-- Written request --
Render the items from the start through the line containing "161 0 298 57" as a two-column CSV with the headers text and answer, one row per item: its text in one quoted field and its answer in the other, with line breaks replaced by spaces. Leave the pictures out.

***** Record list *****

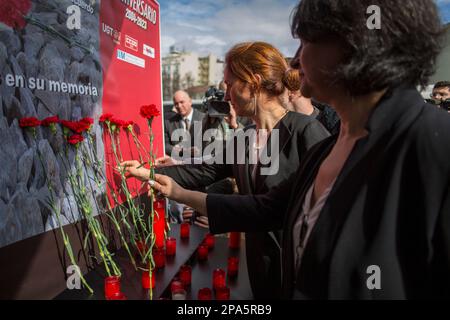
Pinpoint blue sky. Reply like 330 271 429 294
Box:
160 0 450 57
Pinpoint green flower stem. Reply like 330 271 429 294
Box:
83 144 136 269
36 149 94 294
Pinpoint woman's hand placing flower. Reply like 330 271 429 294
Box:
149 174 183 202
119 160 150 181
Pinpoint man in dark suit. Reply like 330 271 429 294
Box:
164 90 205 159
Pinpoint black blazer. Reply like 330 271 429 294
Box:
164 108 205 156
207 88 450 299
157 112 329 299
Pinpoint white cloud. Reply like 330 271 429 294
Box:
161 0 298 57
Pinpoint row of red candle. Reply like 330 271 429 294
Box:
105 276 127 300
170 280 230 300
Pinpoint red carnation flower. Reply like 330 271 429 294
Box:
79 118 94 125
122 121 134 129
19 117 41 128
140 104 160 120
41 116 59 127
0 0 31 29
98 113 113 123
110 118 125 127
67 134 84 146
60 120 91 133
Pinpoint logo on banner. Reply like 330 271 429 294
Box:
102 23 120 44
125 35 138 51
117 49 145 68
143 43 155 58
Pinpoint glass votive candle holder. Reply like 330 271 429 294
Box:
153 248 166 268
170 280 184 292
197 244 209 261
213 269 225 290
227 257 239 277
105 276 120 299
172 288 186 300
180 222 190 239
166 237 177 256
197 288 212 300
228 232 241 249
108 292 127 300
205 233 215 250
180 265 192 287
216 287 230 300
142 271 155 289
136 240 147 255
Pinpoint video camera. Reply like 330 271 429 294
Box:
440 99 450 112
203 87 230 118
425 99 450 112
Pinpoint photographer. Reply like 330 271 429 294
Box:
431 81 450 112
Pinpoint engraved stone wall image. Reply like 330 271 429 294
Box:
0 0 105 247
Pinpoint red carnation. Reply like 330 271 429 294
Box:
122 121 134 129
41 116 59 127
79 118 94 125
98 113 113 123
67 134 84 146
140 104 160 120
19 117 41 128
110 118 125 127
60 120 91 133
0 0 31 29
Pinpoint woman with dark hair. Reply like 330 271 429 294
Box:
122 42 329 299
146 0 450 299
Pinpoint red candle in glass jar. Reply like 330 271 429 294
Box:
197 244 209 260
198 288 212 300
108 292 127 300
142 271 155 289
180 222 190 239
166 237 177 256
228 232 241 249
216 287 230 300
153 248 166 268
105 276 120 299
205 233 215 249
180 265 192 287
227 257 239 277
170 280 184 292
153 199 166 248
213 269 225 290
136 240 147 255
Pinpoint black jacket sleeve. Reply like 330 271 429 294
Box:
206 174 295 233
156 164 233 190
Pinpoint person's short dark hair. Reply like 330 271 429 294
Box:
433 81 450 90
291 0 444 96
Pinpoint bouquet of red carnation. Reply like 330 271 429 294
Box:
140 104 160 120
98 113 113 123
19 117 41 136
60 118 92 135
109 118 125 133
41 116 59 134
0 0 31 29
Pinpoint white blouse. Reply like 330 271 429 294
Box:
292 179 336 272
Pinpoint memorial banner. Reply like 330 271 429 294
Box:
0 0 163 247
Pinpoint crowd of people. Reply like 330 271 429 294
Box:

*****

-- Solution below --
text,answer
"Pinpoint blue sky. Reply like 330 271 429 294 Box:","160 0 450 57"
"Pinpoint green flower stem. Reply like 330 271 429 294 Box:","83 144 136 269 36 149 94 294"
"Pinpoint woman's hand placing flower. Reply like 330 271 429 294 Box:","149 174 183 202 119 160 150 181"
"Pinpoint man in dark suit. Reply like 330 271 429 294 Box:","164 90 205 159"
"Pinpoint black blazer. Reply like 330 271 429 294 Box:","164 108 205 156 207 88 450 299 157 112 329 299"
"Pinpoint white cloud. Reply like 330 271 429 294 Box:","161 0 298 57"